Building programs with Python

Modularising your code using functions

Learning Objectives

  • Define a function that takes parameters.
  • Return a value from a function.
  • Understand the scope of function variables and parameters.
  • Documenting a function.
  • Understand why we should divide programs into small, single-purpose functions.
  • Define and use a module that contains functions.

At this point, we’ve written some scripts to do various things, including one to loop through a data file and output its contents. But it’s not hard to imagine our code getting more complicated as we add more features.

We’ll see how we can amend our code to be better structured to further increase its readability, as well as its maintainability and reuse in other applications.

Converting from Fahrenheit to Celsius

Let’s look at adding a feature to our code to perform a conversion from Fahrenheit to Celsius on the temperature data we are looking at:

celsius = ((data[3] - 32) * (5/9))

Now this wouldn’t work as it is - we can’t just apply this formula directly to data[3] since it’s a string. We need to convert it to a number first. To be specific, a floating point number.

Fortunately, Python has some built-in functions to do these type conversions:

climate_data = open('../data/sc_climate_data_10.csv', 'r')

for line in climate_data:
    data = line.split(',')

    if data[0][0] == '#':
        # don't want to process comment lines, which start with '#'
        pass
    else:
        # extract our max temperature in Fahrenheit - 4th column
        fahr = float(data[3])

        # apply standard Fahrenheit to Celsius formula
        celsius = ((fahr - 32) * (5/9)) 

        print('Max temperature in Celsius', celsius)

So we first convert our data[3] value to a floating point number using float(), then we are free to use it in our conversion formula. Depending on the structure of your own data, you may find you end up doing this a lot!

So now we get:

Max temperature in Celsius 14.73888888888889
Max temperature in Celsius 14.777777777777779
Max temperature in Celsius 14.61111111111111
Max temperature in Celsius 13.838888888888887
Max temperature in Celsius 15.477777777777778
Max temperature in Celsius 14.972222222222225
Max temperature in Celsius 14.85
Max temperature in Celsius 16.33888888888889
Max temperature in Celsius 16.261111111111113
Max temperature in Celsius 16.33888888888889

Modularising conversion code into a function

Whilst this is a simple calculation, there are many things we may want to do that are more complex. What is essentially a single task may require a number of lines of code to accomplish it, and with many of these our code could become quite messy.

We’d also like a way to package our code so that it is easier to reuse, and Python provides for this by letting us define things called ‘functions’ - a shorthand way of re-executing longer pieces of code.

climate_data = open('../data/sc_climate_data_10.csv', 'r')
__________
**SET OF TASKS**:
A. List every learning objective given in the Python functions lesson.
B. Extend the Python functions lesson, picking up right after its final line of code.

**MATERIAL PROVIDED**:
__________
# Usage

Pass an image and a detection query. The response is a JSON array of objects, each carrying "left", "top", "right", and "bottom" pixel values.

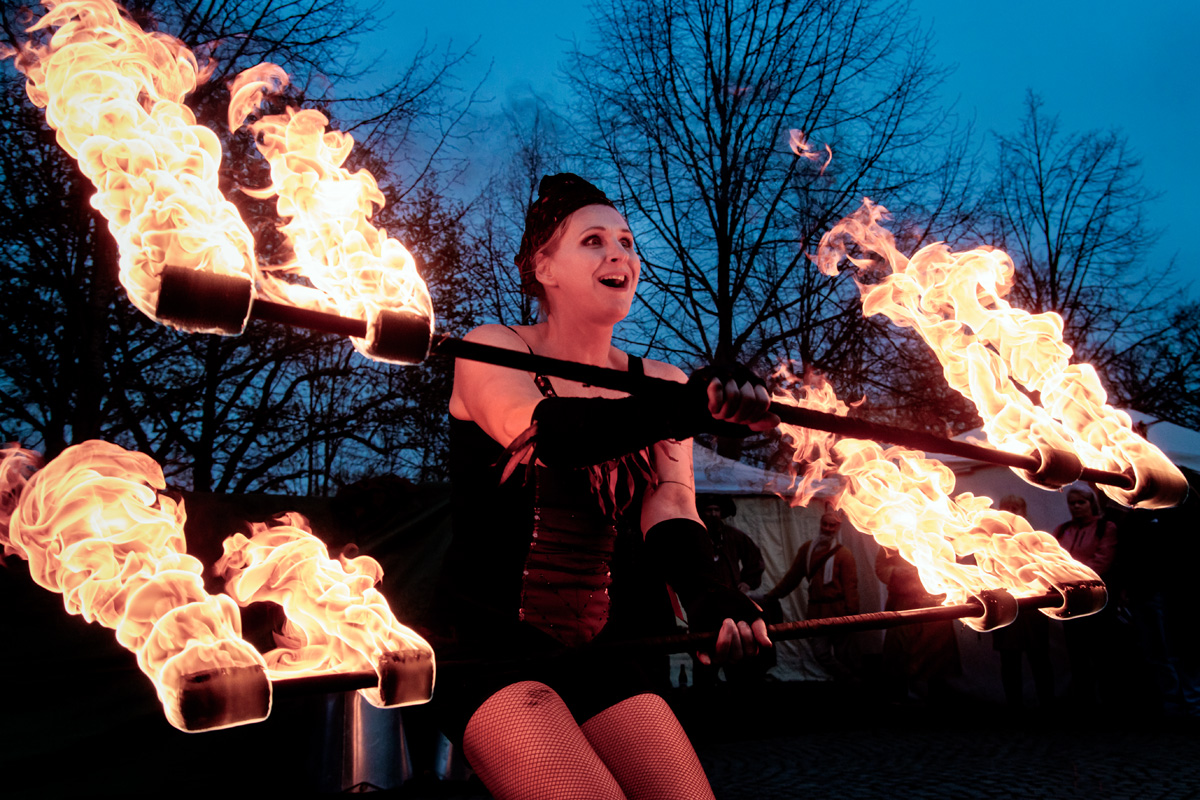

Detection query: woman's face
__________
**RESULTS BY TASK**:
A.
- Define a function that takes parameters.
- Return a value from a function.
- Understand the scope of function variables and parameters.
- Documenting a function.
- Understand why we should divide programs into small, single-purpose functions.
- Define and use a module that contains functions.

B.
def fahr_to_celsius(fahr):
    # apply standard Fahrenheit to Celsius formula
    celsius = ((fahr - 32) * (5/9)) 
    return celsius

for line in climate_data:
    data = line.split(',')

    if data[0][0] == '#':
        # don't want to process comment lines, which start with '#'
        pass
    else:
        # extract our max temperature in Fahrenheit - 4th column
        fahr = float(data[3])

        celsius = fahr_to_celsius(fahr)

        print('Max temperature in Celsius', celsius)

The definition opens with the word def, which is followed by the name of the function and a parenthesized list of parameter names. The body of the function — the statements that are executed when it runs — is indented below the definition line, typically by four spaces.

When we call the function, the values we pass to it are assigned to those variables so that we can use them inside the function. Inside the function, we use a return statement to send a result back to whoever asked for it.

Note that the function is at the top of the script. This is because Python reads the script from top to bottom, and if we called the function before we defined it, Python wouldn’t know about it and throw an error like this:

Traceback (most recent call last):
  File "climate_analysis-6.py", line 13, in <module>
    celsius = fahr_to_celsius(fahr)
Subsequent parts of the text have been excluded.